▶ [Assignment]:
The entries below should be set down again exactly, with every picture left out.

▶ [Input]:
------
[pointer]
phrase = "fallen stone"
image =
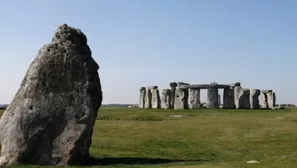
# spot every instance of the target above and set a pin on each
(50, 119)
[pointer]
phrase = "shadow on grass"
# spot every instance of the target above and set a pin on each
(132, 161)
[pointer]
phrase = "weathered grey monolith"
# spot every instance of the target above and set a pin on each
(212, 97)
(265, 98)
(228, 98)
(194, 97)
(254, 98)
(244, 99)
(166, 99)
(148, 98)
(173, 86)
(271, 99)
(181, 97)
(156, 101)
(142, 97)
(237, 90)
(50, 119)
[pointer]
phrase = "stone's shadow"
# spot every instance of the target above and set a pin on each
(132, 161)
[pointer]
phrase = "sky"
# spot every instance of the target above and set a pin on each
(154, 42)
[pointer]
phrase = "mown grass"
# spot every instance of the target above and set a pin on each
(203, 138)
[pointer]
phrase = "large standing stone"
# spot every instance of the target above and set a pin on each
(181, 97)
(212, 97)
(265, 98)
(156, 101)
(173, 86)
(148, 98)
(254, 98)
(142, 98)
(271, 99)
(194, 98)
(50, 119)
(166, 99)
(237, 90)
(244, 99)
(228, 98)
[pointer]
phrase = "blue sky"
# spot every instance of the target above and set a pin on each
(154, 42)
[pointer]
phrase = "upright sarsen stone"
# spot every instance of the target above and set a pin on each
(50, 119)
(142, 97)
(243, 99)
(166, 99)
(156, 101)
(181, 97)
(212, 97)
(148, 98)
(194, 99)
(173, 86)
(254, 98)
(228, 98)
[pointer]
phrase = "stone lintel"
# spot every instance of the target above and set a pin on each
(235, 84)
(152, 87)
(182, 83)
(173, 84)
(204, 86)
(266, 91)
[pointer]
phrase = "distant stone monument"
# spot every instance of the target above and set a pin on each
(166, 99)
(51, 118)
(185, 95)
(142, 97)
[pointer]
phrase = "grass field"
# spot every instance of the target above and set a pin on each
(201, 138)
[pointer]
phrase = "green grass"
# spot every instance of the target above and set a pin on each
(204, 138)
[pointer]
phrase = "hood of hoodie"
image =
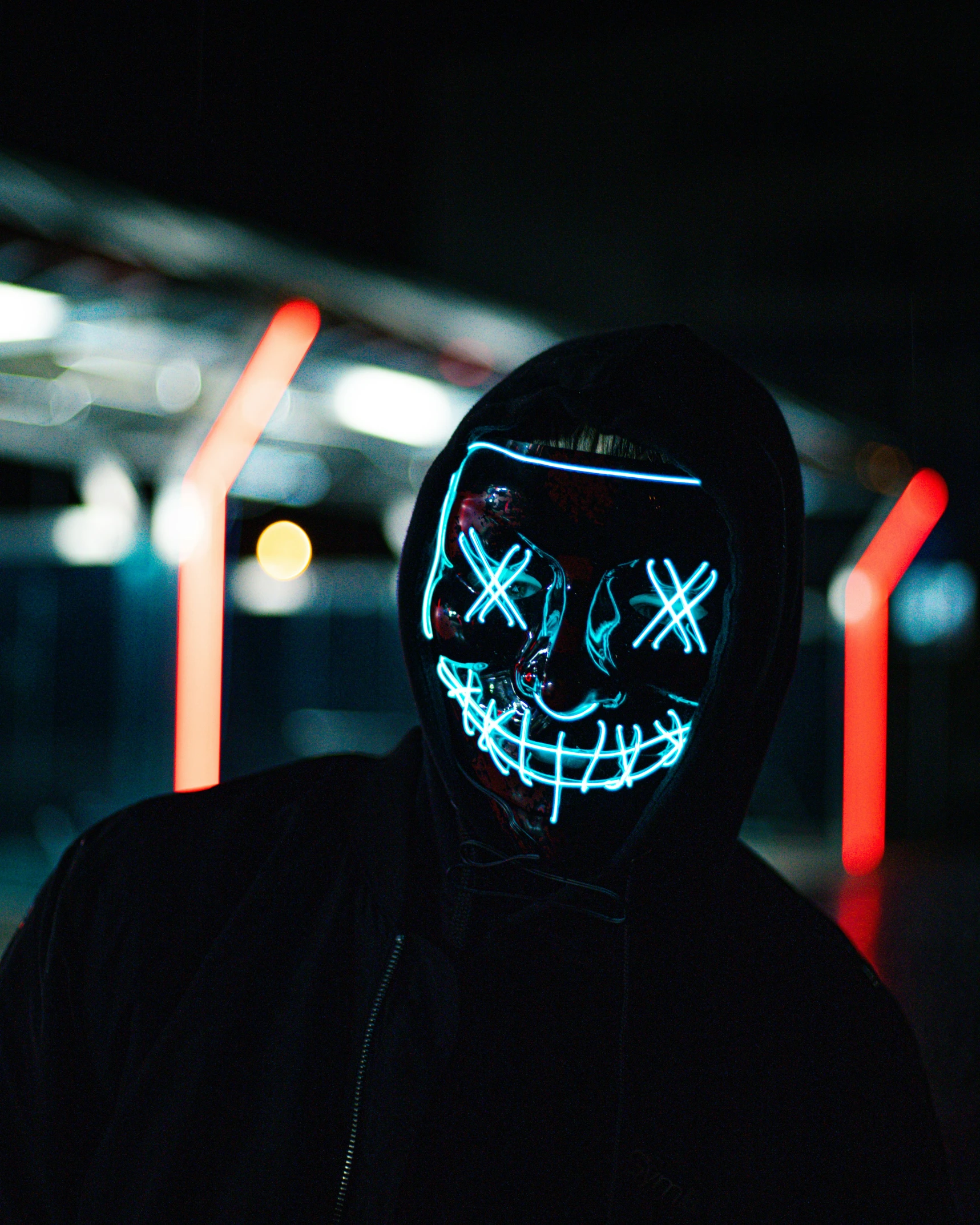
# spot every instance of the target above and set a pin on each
(663, 389)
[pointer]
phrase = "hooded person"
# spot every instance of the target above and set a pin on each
(521, 969)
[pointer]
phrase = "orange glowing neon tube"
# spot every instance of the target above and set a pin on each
(866, 596)
(200, 620)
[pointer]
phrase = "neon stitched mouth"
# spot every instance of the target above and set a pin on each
(505, 736)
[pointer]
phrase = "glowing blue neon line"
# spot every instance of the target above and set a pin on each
(597, 753)
(523, 749)
(498, 738)
(676, 620)
(494, 593)
(556, 800)
(581, 712)
(575, 467)
(440, 560)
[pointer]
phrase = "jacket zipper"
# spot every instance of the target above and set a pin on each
(358, 1085)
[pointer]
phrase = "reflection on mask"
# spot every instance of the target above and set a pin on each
(559, 593)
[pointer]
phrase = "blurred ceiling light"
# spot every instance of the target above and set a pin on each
(933, 602)
(43, 401)
(92, 535)
(30, 314)
(107, 484)
(255, 591)
(283, 550)
(140, 386)
(177, 523)
(395, 522)
(178, 386)
(836, 593)
(287, 478)
(390, 405)
(103, 531)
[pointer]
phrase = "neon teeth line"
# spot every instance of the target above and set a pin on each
(494, 593)
(681, 623)
(504, 738)
(581, 712)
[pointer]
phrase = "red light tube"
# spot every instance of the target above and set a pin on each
(866, 596)
(200, 619)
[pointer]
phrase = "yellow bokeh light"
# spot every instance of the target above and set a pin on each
(283, 550)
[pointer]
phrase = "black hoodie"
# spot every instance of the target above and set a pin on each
(295, 997)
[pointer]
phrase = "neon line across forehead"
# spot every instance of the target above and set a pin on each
(575, 467)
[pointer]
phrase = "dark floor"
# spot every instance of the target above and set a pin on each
(917, 919)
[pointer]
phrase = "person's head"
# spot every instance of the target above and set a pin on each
(572, 607)
(599, 602)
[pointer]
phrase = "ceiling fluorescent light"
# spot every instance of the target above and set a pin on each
(30, 314)
(390, 405)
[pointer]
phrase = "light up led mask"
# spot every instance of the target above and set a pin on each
(572, 606)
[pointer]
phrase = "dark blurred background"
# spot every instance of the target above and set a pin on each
(799, 184)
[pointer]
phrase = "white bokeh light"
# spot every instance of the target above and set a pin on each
(390, 405)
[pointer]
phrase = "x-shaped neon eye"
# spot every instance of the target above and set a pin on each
(677, 606)
(494, 578)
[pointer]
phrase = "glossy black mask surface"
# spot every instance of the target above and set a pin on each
(572, 618)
------
▶ [Task solution]:
[pointer]
phrase = "fallen stone"
image =
# spot every instance of the target above and set a pin on each
(50, 119)
[pointer]
phrase = "shadow on grass"
# spot every instance of the target above and set a pin on each
(132, 161)
[pointer]
phrase = "weathered grey monolith"
# spot every instance of the target above and set a pin on each
(212, 97)
(265, 98)
(228, 98)
(194, 97)
(254, 98)
(244, 99)
(166, 99)
(148, 98)
(173, 86)
(271, 99)
(181, 97)
(156, 101)
(142, 97)
(237, 90)
(50, 119)
[pointer]
phrase = "stone's shadow"
# spot every instance of the target above and set a pin on each
(132, 161)
[pointer]
phrase = "sky"
# spot every instance of the target above and set a pin on each
(154, 42)
[pointer]
phrase = "mown grass"
# spot every instance of the target above and set a pin on each
(203, 138)
[pointer]
phrase = "large standing stone"
# spot every instance of the target above and set a pin on each
(181, 97)
(212, 97)
(265, 98)
(156, 101)
(173, 86)
(148, 98)
(254, 98)
(142, 98)
(271, 99)
(194, 98)
(50, 119)
(166, 99)
(237, 90)
(244, 99)
(228, 98)
[pointer]
phrase = "blue sky"
# spot every instance of the target above and set a pin on each
(154, 42)
[pointer]
phrase = "upright sarsen stone"
# spot every instance of the target above and set a pin on each
(50, 119)
(142, 97)
(243, 99)
(166, 99)
(156, 101)
(181, 97)
(212, 97)
(148, 98)
(194, 99)
(173, 86)
(254, 98)
(228, 98)
[pointer]
phrase = "stone lintel"
# spot every instance of the target above and set a pin on each
(235, 84)
(152, 87)
(182, 83)
(173, 84)
(204, 86)
(266, 91)
[pointer]
phrase = "distant stone monument"
# spot every instance of the target above and set a pin on each
(166, 99)
(51, 118)
(185, 95)
(142, 97)
[pointer]
phrase = "grass field"
# spot every instance of the target above and set a pin on each
(201, 138)
[pointer]
phrase = "green grass"
# spot every instance of the target above and set a pin on each
(204, 138)
[pointer]
phrase = "hood of hoodie"
image =
# spot every instance of the target above and set a pin on each
(663, 389)
[pointer]
phrase = "hooded person"
# spot every instance of the target above and set a pin on each
(521, 969)
[pointer]
phrase = "orange glowing neon tube"
# spot every instance of the target above and set a pin on each
(866, 596)
(200, 620)
[pointer]
phrase = "neon stitched mouth"
# spot every instance of the target above and set a pin on each
(505, 736)
[pointer]
phrase = "glowing blue neon line"
# spot every instance of the target above and set a pin on each
(597, 753)
(523, 749)
(498, 738)
(676, 620)
(494, 593)
(556, 800)
(581, 712)
(575, 467)
(440, 560)
[pointer]
phrase = "jacket zipper"
# spot every instance of the target above and set a pin on each
(358, 1085)
[pointer]
phrase = "reflection on mask"
# spot every instance of the target above and set a pin on each
(559, 593)
[pointer]
phrase = "blurred ceiling light"
# spot every instance of the target above and set a pin on each
(933, 602)
(43, 401)
(92, 535)
(30, 314)
(107, 484)
(255, 591)
(283, 550)
(140, 386)
(177, 523)
(395, 522)
(178, 386)
(836, 593)
(287, 478)
(390, 405)
(103, 531)
[pointer]
phrase = "neon teeth line"
# spot every instance of the target above and set a pin on each
(494, 593)
(681, 623)
(504, 738)
(581, 712)
[pointer]
phrase = "red light tube"
# spot every instance of the target above and set a pin on each
(866, 596)
(200, 619)
[pointer]
phrase = "yellow bokeh light"
# spot every instance of the target above and set a pin on each
(283, 550)
[pointer]
phrase = "black hoodie"
# spot every instance of the target above and set a pin on each
(295, 997)
[pointer]
phrase = "neon line across forehead"
# spot every instance of the target above and set a pin on each
(575, 467)
[pointer]
phrase = "dark floor"
# spot every instance of the target above and set a pin on each
(917, 919)
[pointer]
phrase = "person's head"
# spot every instance of the target above and set a pin on each
(572, 607)
(599, 602)
[pointer]
phrase = "ceiling fluorescent light"
# spot every instance of the target above and set a pin on each
(30, 314)
(390, 405)
[pointer]
phrase = "light up led mask"
# spot every instance of the target above and set a pin on each
(572, 606)
[pointer]
phrase = "dark blurred background"
# spot every instance of the target above and set a pin on each
(799, 184)
[pointer]
phrase = "white bokeh light"
# spot every instance of the target above and set a pin on each
(390, 405)
[pointer]
phrase = "x-shaped neon eye"
# spot every instance of the target above and set a pin on each
(677, 606)
(494, 578)
[pointer]
phrase = "glossy black mask surface"
# spot every instance of the target above and set a pin on each
(572, 618)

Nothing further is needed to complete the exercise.